**REQUIREMENT 1:**
Using the Bremer interview, answer each question:
(a) Who requested the arrest warrant?
(b) How large was Baath Party membership at liberation?
(c) On what date was the de-Baathification order signed?
**REQUIREMENT 2:**
Transcribe the passage of the Bremer interview between "BREMER:I don't think" and "up the transition?", inclusive.

**DOCUMENT:**
TIME: Looking back, would you have done some different, to avoid a showdown with the Mahdi Army, or was that always going to happen?

BREMER:Well, I think at some point, either we or the interim government was going to have to face the issue that you had a political figure who was wanted for murder. People forget that this was an Iraqi court investigation led by Iraqis; it was an Iraqi investigating judge who requested the arrest warrant; it was an Iraqi judge who gave the arrest warrant. It wasn't us. Sooner or later, if you believe in the rule of law, you have to have some consequence to that. (Sadr) would have to sooner or later face justice. When was that going to happen? That question was going to have to be faced at some point. Of course, it still has not been faced. He's still subject to the arrest warrant.

TIME: Do you think the June 30 deadline — the fact that you only had seven months to prepare — allowed you time to to create the Iraqi security apparatus you would have liked?

BREMER:I don't think anyone, starting with the Iraqis, is satisfied that we yet have adequate Iraqi security. The UN resolution and the letter from the Prime Minister clearly recognized that there was going to be a period of time before Iraqi forces are going to be able to take full responsibility for security. But that's a matter of months and months and months. It would not have made a difference if we have seven or nine months. This is a matter of a year, a year-and-a-half ? I don't know how long it's going to take, but it's going to take some time.

TIME: Let's look at your "de-Baathification" policy. There seems to have been a rollback on that in recent months. Was that a function of having a short deadline, and needing to speed up the transition?

BREMER:No that was always going to be the case. If you go back and see what I said on May 17, when I signed the order, a year ago, I said very clearly that it was our intention to pass this responsibility to Iraqis as soon as we could. No outside group of people was going to be able to make the fine—and they are very fine—judgments about people, on a case-by-case basis. I said at the time that I expected we would make mistakes, by keeping people in power who should be thrown out, and by throwing people out who should be kept in. I said it many times since.

We all along have maintained that we have not changed two principles. Number one, that there's no place in the new Iraq for the Baath Party ideology. And number two, that there's no place in the government for Baath Party members who are criminals. We defined that as the top layers of the Party, estimated to be 25-30,000 people. Baath Party membership at liberation was 2 million. So the de-Baathification order never affected more than about 1 percent of the people in the Baath Party. Just 1 percent.

Now what happened was, when the Governing Council de-Baathification committee took over, in the end of the year, it became politicized, and there were interpretations going well beyond what we had said the de-Baathification policy would be — people being thrown summarily out of work, particularly teachers, several thousand teachers and university professors. And it was to fix that particular point that we adjusted how those were handled in early April. That was only after I had spent two months trying to get the de-Baathification committee to conform to our original policy.

TIME: So was there a communication failure there? Because right from the time you announced the de-Baathification policy, many Iraqis thought their careers would be in peril because they had been forced to join the party.

**DATASET EXCERPT:**
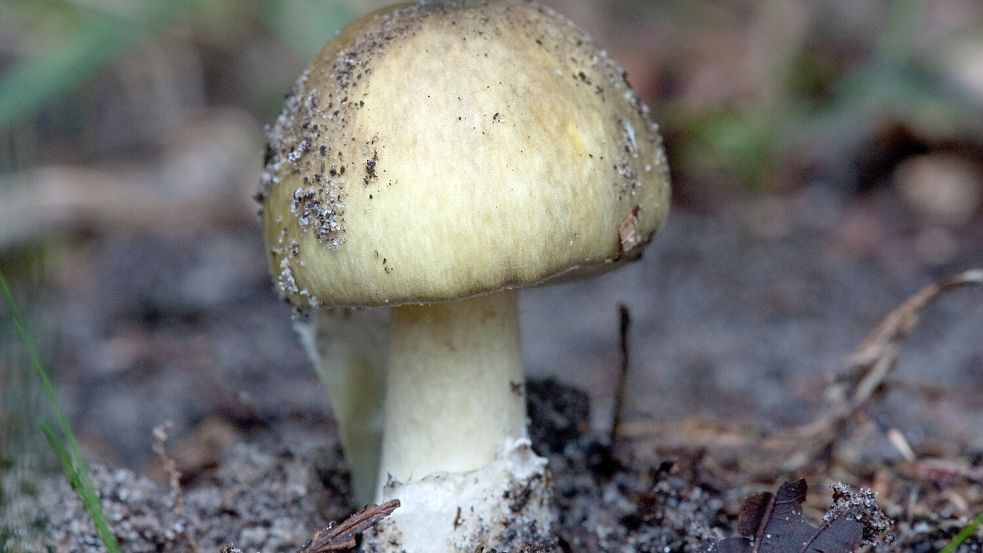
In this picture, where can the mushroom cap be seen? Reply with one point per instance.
(451, 149)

**OUTPUT 1:**
(a) An Iraqi investigating judge.
(b) 2 million.
(c) May 17.

**OUTPUT 2:**
BREMER:I don't think anyone, starting with the Iraqis, is satisfied that we yet have adequate Iraqi security. The UN resolution and the letter from the Prime Minister clearly recognized that there was going to be a period of time before Iraqi forces are going to be able to take full responsibility for security. But that's a matter of months and months and months. It would not have made a difference if we have seven or nine months. This is a matter of a year, a year-and-a-half ? I don't know how long it's going to take, but it's going to take some time.

TIME: Let's look at your "de-Baathification" policy. There seems to have been a rollback on that in recent months. Was that a function of having a short deadline, and needing to speed up the transition?